══ Records for the task

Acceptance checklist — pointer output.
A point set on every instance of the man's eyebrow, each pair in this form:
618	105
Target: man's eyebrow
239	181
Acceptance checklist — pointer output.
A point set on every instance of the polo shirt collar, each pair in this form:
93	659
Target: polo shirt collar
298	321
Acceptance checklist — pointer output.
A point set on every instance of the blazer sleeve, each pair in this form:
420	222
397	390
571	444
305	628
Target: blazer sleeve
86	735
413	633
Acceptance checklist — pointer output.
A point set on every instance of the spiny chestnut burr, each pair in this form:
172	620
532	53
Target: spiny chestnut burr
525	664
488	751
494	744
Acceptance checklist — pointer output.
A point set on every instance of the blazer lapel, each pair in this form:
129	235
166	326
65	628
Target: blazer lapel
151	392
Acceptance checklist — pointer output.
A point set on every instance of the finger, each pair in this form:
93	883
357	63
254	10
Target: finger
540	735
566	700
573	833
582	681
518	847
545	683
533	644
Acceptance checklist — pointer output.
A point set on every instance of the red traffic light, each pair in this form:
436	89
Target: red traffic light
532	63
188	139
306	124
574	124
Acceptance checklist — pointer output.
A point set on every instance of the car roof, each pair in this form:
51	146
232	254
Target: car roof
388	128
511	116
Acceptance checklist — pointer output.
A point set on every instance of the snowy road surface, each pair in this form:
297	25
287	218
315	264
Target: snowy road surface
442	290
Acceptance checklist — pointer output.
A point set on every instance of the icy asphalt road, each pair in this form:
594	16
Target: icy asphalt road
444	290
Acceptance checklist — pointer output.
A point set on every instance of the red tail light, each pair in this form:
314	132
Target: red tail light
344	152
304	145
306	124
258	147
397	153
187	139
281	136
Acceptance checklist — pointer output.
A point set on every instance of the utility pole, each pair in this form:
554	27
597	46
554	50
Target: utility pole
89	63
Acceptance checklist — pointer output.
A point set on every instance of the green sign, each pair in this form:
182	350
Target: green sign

════

» Action item: Please reproduce all of the entries above exactly as they appear.

» Problem solution:
Acceptance checklist — pointer output.
A point set on every instance of the man's eyebrow, each pair in this form:
618	105
Target: man's eyebrow
239	181
Acceptance checklist — pointer output.
A point set on every instance of the polo shirt collar, each pair in this form:
93	659
Target: polo shirt collar
298	321
Acceptance checklist — pointer output.
A point set on every instance of the blazer sleeve, each pair in this form:
420	222
397	390
571	444
305	628
Target: blazer sleeve
86	735
413	633
Acceptance checklist — pointer output.
A point set on every instance of the spiny chestnut burr, each pair in this form:
172	620
532	53
Target: spiny chestnut burr
525	664
488	751
494	744
Acceptance checklist — pointer output.
A point set on every instance of the blazer lapel, each pair in this form:
129	235
166	326
65	628
Target: blazer lapel
151	392
Acceptance checklist — pointer output.
A point set on every instance of the finger, each pair in this form:
93	883
357	63
254	10
Target: finger
540	735
566	700
573	833
582	681
518	847
545	683
533	644
Acceptance checklist — pointer output.
A point set on every instance of the red traffic light, each pair in this form:
436	89
Target: red traffic light
532	63
188	139
306	124
574	124
Acceptance checklist — pointer output.
A point set on every instance of the car roof, each pair in this form:
51	146
232	254
Target: car roof
388	128
511	116
Acceptance checklist — pointer output.
A point set on every instance of the snowy road surface, each pair in this form:
297	25
287	218
315	264
Target: snowy road surface
442	290
Acceptance checklist — pointer output.
A point set on every instance of the icy asphalt road, each pair in this form:
594	16
Target: icy asphalt road
444	290
Acceptance checklist — pointer output.
A point set on every instance of the red tail light, each pair in this form:
314	132
Target: red tail light
344	152
304	145
306	124
258	147
397	153
187	139
281	136
Acceptance checklist — pointer output.
A point set on every instance of the utility pole, each pair in this form:
554	27
597	46
554	50
Target: utility pole
89	63
Acceptance checklist — pointer output.
A point set on every instance of the green sign, each pair in this form:
182	350
Target: green sign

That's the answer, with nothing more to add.